-------- DOCUMENT EXTRACT

Western Oregon University
- Former names: Monmouth University (1856–1865) Christian College (1865–1882) Oregon State Normal School (1882–1910) Oregon Normal School (1910–1939) Oregon College of Education (1939–1981) Western Oregon State College (1981–1997)
- Type: Public university
- Established: January 18, 1856; 170 years ago
- Accreditation: NWCCU
- Academic affiliations: HECC; Space-grant;
- Endowment: $16 million (2021)
- President: Jesse Peters
- Provost: Jose E. Coll
- Faculty: 452
- Administrative staff: 427
- Students: 3,857 (fall 2023)
- Undergraduates: 3,249 (fall 2023)
- Postgraduates: 608 (fall 2023)

----------------
-------- DATA EXCERPTS

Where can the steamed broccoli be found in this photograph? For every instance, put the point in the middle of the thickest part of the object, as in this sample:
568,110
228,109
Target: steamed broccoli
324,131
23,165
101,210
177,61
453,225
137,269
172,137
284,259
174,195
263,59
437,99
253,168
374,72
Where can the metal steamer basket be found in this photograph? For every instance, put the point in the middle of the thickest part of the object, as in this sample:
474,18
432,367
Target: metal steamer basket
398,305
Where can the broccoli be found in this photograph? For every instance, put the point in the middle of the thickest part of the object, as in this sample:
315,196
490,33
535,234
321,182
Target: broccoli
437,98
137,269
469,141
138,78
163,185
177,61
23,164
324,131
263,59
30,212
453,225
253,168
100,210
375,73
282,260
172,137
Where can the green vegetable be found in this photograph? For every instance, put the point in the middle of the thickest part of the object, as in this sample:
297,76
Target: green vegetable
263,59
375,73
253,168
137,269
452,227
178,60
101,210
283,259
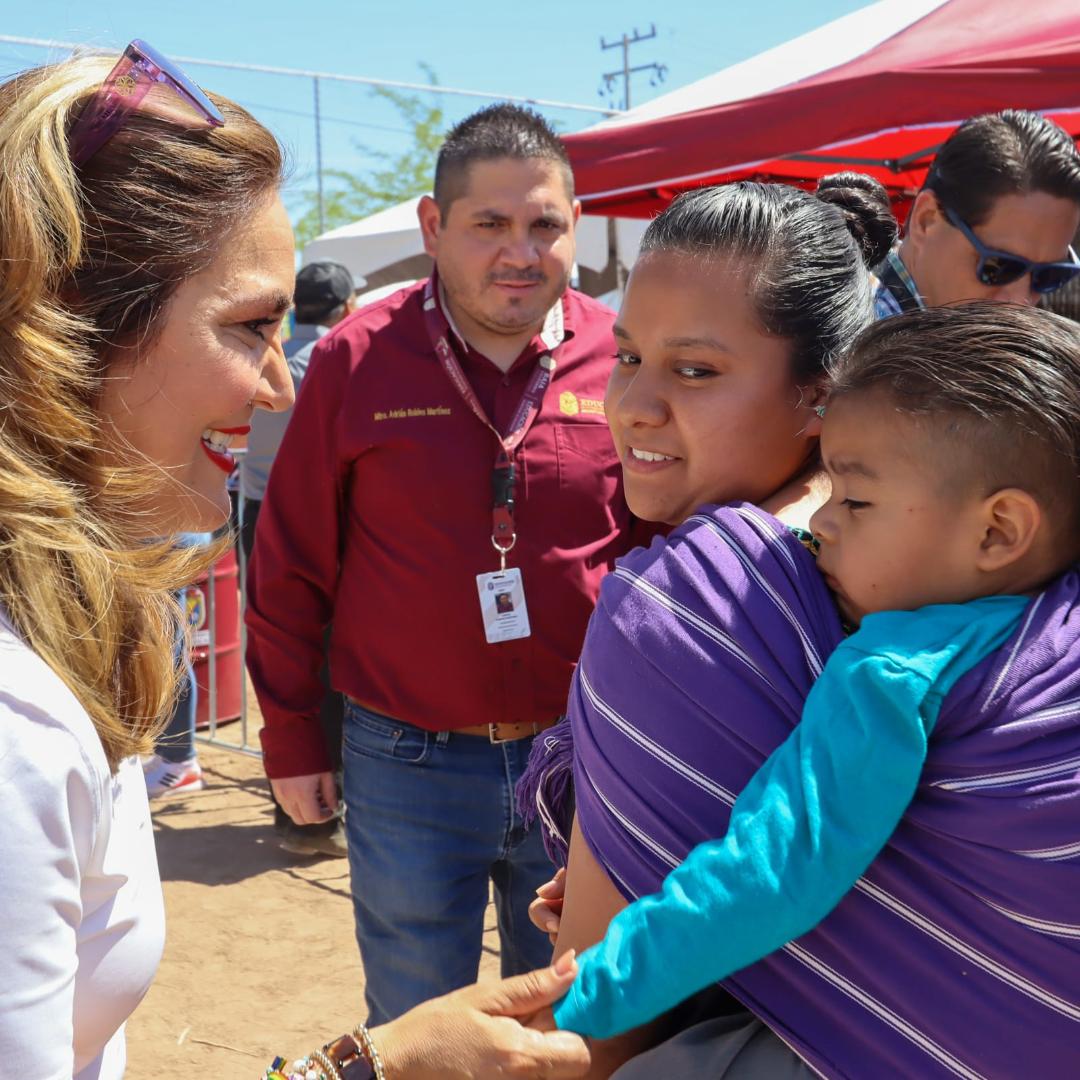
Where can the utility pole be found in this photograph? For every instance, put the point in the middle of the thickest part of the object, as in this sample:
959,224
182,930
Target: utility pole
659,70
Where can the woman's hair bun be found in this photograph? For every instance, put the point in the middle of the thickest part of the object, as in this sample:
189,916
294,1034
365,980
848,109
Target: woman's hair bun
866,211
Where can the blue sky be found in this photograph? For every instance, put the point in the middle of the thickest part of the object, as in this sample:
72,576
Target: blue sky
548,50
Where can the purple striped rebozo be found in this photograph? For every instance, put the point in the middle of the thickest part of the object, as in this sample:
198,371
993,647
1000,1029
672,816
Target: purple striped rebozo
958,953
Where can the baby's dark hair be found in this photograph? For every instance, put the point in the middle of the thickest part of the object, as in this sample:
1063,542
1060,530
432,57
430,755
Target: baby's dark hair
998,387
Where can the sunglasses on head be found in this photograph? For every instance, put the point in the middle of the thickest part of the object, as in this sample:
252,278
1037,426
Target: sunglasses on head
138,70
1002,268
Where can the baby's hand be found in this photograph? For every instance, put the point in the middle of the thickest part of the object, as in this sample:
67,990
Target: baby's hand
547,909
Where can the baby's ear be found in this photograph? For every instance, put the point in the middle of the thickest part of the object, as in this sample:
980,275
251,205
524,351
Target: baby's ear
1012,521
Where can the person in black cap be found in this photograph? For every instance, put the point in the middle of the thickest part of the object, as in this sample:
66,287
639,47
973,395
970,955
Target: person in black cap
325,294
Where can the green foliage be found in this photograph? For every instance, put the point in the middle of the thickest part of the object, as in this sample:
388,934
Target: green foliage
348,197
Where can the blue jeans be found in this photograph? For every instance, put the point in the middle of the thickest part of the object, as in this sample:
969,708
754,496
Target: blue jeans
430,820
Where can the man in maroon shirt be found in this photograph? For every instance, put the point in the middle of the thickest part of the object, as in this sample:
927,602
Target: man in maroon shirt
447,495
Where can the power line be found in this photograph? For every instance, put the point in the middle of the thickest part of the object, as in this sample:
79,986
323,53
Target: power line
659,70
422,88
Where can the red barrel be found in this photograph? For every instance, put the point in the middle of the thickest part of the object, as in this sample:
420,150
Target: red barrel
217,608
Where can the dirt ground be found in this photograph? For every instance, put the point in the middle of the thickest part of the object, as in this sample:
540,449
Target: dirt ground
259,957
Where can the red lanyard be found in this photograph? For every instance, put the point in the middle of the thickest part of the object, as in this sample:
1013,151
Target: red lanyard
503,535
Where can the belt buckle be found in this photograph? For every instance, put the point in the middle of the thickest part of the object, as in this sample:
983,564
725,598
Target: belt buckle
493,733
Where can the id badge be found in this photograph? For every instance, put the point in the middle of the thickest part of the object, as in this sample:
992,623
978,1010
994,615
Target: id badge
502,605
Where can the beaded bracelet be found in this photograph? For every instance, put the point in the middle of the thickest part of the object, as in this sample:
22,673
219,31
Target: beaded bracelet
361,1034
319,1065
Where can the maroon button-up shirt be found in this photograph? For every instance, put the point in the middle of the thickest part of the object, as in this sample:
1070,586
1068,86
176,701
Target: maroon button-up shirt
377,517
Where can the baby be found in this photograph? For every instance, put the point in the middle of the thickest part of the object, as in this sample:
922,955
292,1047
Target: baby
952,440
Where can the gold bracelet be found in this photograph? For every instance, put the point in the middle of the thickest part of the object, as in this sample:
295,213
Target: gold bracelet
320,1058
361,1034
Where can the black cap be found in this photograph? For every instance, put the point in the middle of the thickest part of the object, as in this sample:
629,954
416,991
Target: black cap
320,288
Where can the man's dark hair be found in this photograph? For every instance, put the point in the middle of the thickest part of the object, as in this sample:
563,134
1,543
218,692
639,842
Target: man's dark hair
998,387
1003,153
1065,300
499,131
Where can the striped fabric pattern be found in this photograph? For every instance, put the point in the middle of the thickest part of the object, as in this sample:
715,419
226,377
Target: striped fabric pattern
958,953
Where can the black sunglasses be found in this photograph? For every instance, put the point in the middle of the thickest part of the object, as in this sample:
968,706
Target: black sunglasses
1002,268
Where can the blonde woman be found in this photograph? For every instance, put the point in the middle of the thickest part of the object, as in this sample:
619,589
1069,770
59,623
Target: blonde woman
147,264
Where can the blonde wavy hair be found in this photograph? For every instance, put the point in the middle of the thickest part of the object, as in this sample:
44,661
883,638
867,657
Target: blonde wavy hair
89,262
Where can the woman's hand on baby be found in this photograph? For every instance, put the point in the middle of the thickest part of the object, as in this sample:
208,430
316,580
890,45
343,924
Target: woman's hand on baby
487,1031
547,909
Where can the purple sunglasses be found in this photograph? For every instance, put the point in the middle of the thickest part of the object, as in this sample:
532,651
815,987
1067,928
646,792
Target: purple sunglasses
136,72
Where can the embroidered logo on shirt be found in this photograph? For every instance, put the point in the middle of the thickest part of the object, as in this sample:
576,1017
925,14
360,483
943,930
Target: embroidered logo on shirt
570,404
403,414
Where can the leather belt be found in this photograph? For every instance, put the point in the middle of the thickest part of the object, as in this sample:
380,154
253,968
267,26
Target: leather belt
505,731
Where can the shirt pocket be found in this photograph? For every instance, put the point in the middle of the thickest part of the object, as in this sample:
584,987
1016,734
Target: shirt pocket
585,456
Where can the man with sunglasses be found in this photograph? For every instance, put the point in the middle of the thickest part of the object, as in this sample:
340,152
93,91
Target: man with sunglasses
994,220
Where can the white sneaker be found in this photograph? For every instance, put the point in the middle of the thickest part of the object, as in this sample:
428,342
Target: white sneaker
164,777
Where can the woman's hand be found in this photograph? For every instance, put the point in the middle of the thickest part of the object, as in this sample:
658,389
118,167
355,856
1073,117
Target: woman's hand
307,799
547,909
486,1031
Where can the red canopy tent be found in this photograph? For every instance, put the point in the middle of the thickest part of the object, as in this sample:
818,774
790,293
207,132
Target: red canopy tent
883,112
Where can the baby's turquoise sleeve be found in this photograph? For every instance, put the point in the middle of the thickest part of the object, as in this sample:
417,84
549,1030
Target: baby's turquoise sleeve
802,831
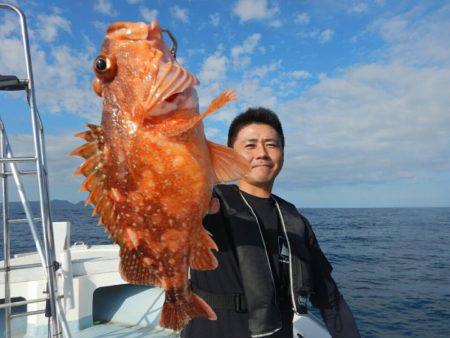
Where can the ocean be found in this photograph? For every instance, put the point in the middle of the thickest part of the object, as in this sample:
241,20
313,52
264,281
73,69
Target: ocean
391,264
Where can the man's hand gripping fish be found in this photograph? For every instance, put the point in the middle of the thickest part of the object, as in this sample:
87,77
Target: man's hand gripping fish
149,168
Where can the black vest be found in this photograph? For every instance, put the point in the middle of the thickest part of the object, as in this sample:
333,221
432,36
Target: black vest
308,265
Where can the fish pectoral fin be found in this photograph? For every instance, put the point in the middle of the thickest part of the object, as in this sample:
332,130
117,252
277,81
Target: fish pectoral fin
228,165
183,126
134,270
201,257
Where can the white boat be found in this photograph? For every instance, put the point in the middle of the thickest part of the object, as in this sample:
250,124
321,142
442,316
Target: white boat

----------------

• _QUESTIONS_
- A) Retype the Western Oregon University fact sheet from "- Type: Public" to "Endowment: $16 million (2021)".
- B) Continue the Western Oregon University fact sheet from where it stops.

• _ANSWERS TO THE PROBLEMS_
- A)
- Type: Public university
- Established: January 18, 1856; 170 years ago
- Accreditation: NWCCU
- Academic affiliations: HECC; Space-grant;
- Endowment: $16 million (2021)

- B)
- Location: Monmouth, Oregon, United States 44°51′10″N 123°14′22″W﻿ / ﻿44.85278°N 123.23944°W
- Campus: 157 acres (0.64 km^{2}); Fringe town;
- Newspaper: The Western Howl
- Colors: Red
- Nickname: Wolves
- Sporting affiliations: NCAA Division II – GNAC; LSC;
- Mascot: Wolfie
- Website: wou.edu

= Western Oregon University =

Public university in Monmouth, Oregon, US

Western Oregon University (WOU) is a public university in Monmouth, Oregon, United States. It was originally established in 1856 by Disciples of Christ pioneers as Monmouth University. Subsequent names included Oregon State Normal School, Oregon College of Education, and Western Oregon State College. Western Oregon University incorporates both the College of Education and the College of Liberal Arts and Sciences. Enrollment is approximately 3,850 students.

== History ==

===Establishment===

Western Oregon University was founded in 1856 as Monmouth University. In 1865, it merged with another private institution, Bethel College, in Bethel and became Christian College. In 1882, the Oregon State Legislature approved the college's bid to become a state-supported teacher training (or "normal") school, Oregon State Normal School.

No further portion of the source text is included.